◆ **TASK TO CARRY OUT**
Copy the listing below word for word, leaving out the pictures.

◆ **EXERCISE MATERIALS**
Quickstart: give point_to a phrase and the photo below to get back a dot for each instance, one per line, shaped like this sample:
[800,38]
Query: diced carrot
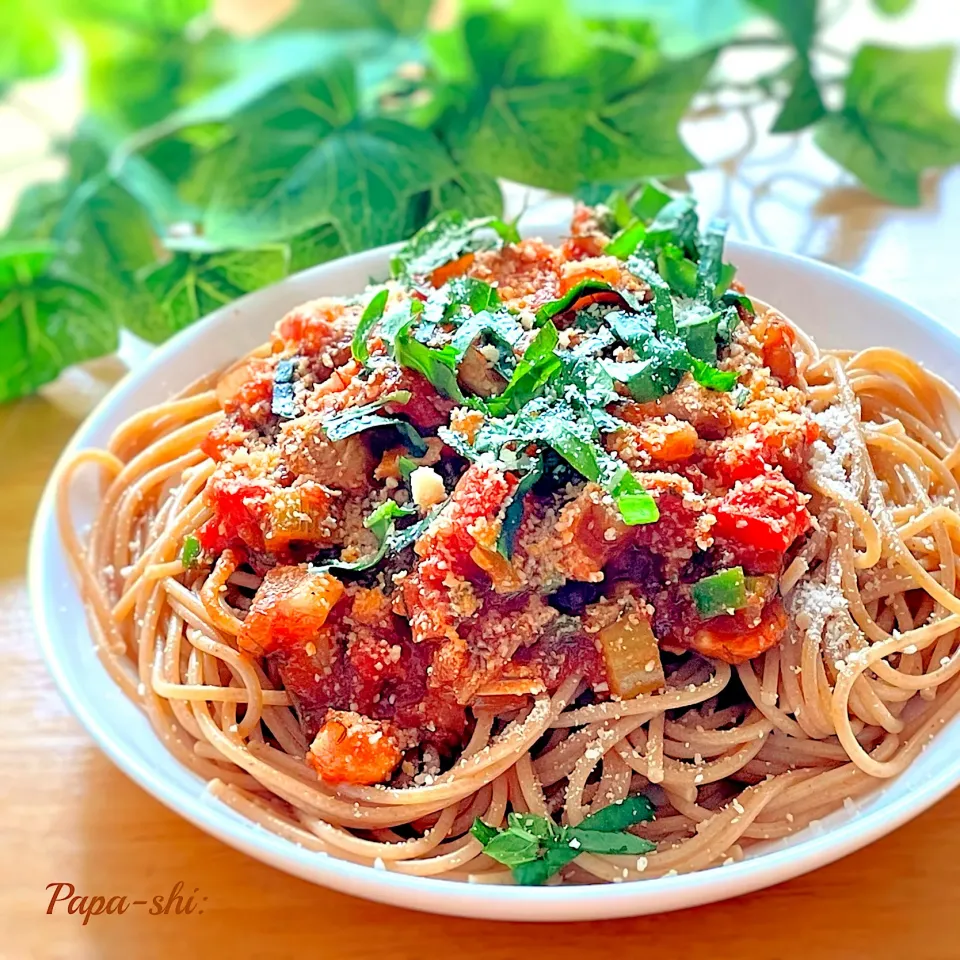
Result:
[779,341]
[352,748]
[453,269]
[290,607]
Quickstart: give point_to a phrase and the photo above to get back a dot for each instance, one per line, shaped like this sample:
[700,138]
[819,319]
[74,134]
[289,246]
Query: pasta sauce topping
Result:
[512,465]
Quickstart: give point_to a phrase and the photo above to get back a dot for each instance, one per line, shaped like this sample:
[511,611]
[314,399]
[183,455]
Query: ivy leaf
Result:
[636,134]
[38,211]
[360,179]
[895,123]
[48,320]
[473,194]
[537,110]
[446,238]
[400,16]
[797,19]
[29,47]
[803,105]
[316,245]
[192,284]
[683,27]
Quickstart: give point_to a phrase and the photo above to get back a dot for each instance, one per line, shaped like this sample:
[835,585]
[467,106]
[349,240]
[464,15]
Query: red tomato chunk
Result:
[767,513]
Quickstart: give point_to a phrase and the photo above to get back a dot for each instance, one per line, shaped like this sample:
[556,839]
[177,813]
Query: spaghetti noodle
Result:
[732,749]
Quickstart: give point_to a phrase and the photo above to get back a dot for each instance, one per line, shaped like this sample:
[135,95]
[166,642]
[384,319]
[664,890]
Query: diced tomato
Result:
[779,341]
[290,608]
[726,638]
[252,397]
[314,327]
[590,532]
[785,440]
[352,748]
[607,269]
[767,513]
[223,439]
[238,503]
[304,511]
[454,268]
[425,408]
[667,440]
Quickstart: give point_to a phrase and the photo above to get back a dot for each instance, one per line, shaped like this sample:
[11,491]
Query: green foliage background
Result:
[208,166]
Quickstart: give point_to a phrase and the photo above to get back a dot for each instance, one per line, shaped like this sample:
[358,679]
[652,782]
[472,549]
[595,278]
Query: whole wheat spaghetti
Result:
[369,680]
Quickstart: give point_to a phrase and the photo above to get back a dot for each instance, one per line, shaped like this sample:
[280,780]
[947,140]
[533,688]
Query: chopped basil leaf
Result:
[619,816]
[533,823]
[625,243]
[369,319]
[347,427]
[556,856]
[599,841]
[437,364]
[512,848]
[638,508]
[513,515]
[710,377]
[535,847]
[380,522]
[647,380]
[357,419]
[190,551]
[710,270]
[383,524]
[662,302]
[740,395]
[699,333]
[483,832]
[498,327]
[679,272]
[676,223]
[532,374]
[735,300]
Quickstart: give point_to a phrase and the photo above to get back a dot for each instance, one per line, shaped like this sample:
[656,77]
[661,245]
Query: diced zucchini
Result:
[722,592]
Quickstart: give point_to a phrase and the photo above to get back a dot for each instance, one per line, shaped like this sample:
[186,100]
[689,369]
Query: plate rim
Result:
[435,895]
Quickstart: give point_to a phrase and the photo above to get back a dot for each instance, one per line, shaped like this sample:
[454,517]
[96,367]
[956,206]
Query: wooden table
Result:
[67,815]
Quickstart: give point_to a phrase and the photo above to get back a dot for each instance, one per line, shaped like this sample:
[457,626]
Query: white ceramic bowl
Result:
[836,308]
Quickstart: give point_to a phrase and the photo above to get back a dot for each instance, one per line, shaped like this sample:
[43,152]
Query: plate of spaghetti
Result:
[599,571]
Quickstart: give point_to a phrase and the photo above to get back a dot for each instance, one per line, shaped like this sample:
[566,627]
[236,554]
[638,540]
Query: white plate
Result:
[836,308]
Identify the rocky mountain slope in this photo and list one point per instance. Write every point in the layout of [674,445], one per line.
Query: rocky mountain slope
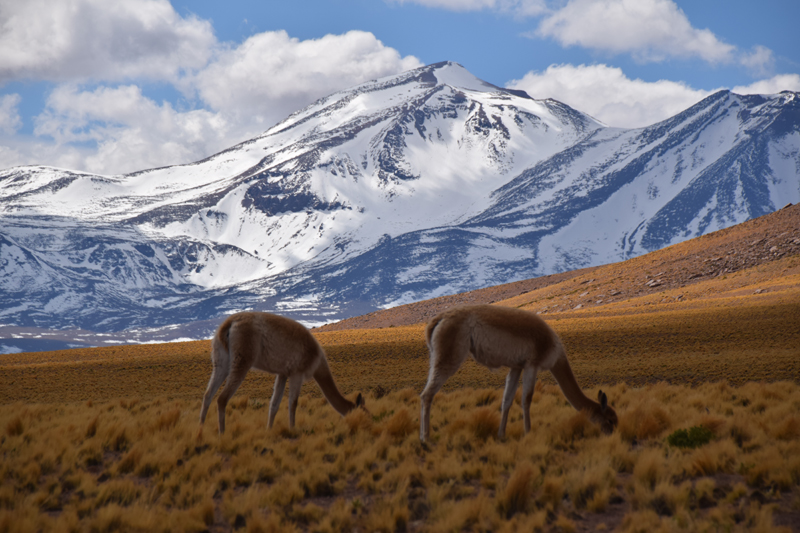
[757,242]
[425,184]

◆ **PROBLEM SOLUTION**
Quickstart: give point_to a phrase and the photo below to get back a dot for each instance, one per line, shaped like this sample:
[800,38]
Query: diced carrot
Result:
[779,341]
[352,748]
[453,269]
[290,607]
Quickstart: give point_to a phrase and the photo above to get back a dot for each instance, one per line, shaped like this sample:
[700,138]
[819,319]
[74,134]
[289,246]
Query: pasta sauce topping
Result:
[512,465]
Quickstart: give point_to a phrase and the photo above to get back a dot for each instance, one per line, shaped like this sample:
[511,611]
[314,399]
[183,455]
Query: ivy leaf
Result:
[636,134]
[38,211]
[360,179]
[895,123]
[48,320]
[473,194]
[537,110]
[446,238]
[400,16]
[797,19]
[29,47]
[803,105]
[316,245]
[192,284]
[683,27]
Quickstart: give point_to a phrase and the photo above to get back a dot for each instance, one per line, shaped like this sample:
[835,585]
[467,106]
[349,240]
[464,15]
Query: red tomato chunk
Result:
[767,513]
Quickstart: give point_to a phrase and the photo above to get back a dot for each instance, one per line, shaped like this sample:
[556,839]
[177,813]
Query: spaghetti noodle
Result:
[732,749]
Quickstart: give point_to a phrase and the photo above to get back a dot for each instance, one per line, shaped like this sample:
[135,95]
[166,642]
[384,319]
[664,890]
Query: diced tomato
Result:
[779,341]
[290,608]
[726,638]
[252,397]
[314,327]
[590,532]
[785,440]
[352,748]
[607,269]
[767,513]
[223,439]
[238,503]
[304,511]
[454,268]
[425,408]
[667,440]
Quickstart: give point_to a phrase and the photo above to get back a dot for each instance, one per line, shaped like this sample:
[11,491]
Query: green foliage background
Result:
[208,166]
Quickstart: give point_to a phrase and the photo above to get back a dot for each instance, one per line, shaped like this sample:
[358,679]
[652,782]
[472,549]
[595,278]
Query: whole wheat spaghetti
Result:
[369,680]
Quickstart: give point_to a phrase and the photo above to get back a dot for each instance, one per line, shaped like this sample:
[280,780]
[947,140]
[533,688]
Query: chopped basil leaf
Result:
[619,816]
[533,823]
[625,243]
[369,319]
[347,427]
[556,856]
[599,841]
[437,364]
[512,848]
[638,508]
[513,515]
[710,377]
[535,847]
[380,522]
[647,380]
[357,419]
[190,551]
[710,270]
[383,524]
[662,302]
[740,395]
[699,333]
[483,832]
[498,327]
[679,272]
[676,223]
[532,374]
[735,300]
Quickstart: give point_to a phrase and the photo above to get back a dot for each instance, one per line, shaped like this sample:
[656,77]
[661,245]
Query: diced zucchini
Result:
[722,592]
Quickstart: give point_to a phrase and the photo above to get back a dot for each instance, one per line, shaped like this sample:
[186,100]
[689,369]
Query: plate rim
Result:
[435,895]
Quickstart: give point_to a phrase and the photo above to get back a dot for each instance, one per line, shaped like this sample:
[454,517]
[96,367]
[956,206]
Query: wooden table
Result:
[67,815]
Quickstart: give point_to a phrase and the photo above to get back a dot for each instance, one per line, shaped like this sample:
[457,626]
Query: white ceramic bowl
Result:
[836,308]
Quickstart: give point_to a phrase and the photo above to get back a dot for each instance, one per line, shaped like this sample:
[43,152]
Query: plate of spaghetti
Result:
[599,571]
Quickstart: give point_to a phrase and the photo above to get back a dot for each instance, one per line, shaped like this sample:
[566,627]
[236,554]
[638,540]
Query: white plate
Result:
[836,308]
Identify the rocky mountain slope in this photo and list one point per instance. Write every point in the layout of [674,445], one per line.
Query: rocky mountain slope
[757,242]
[425,184]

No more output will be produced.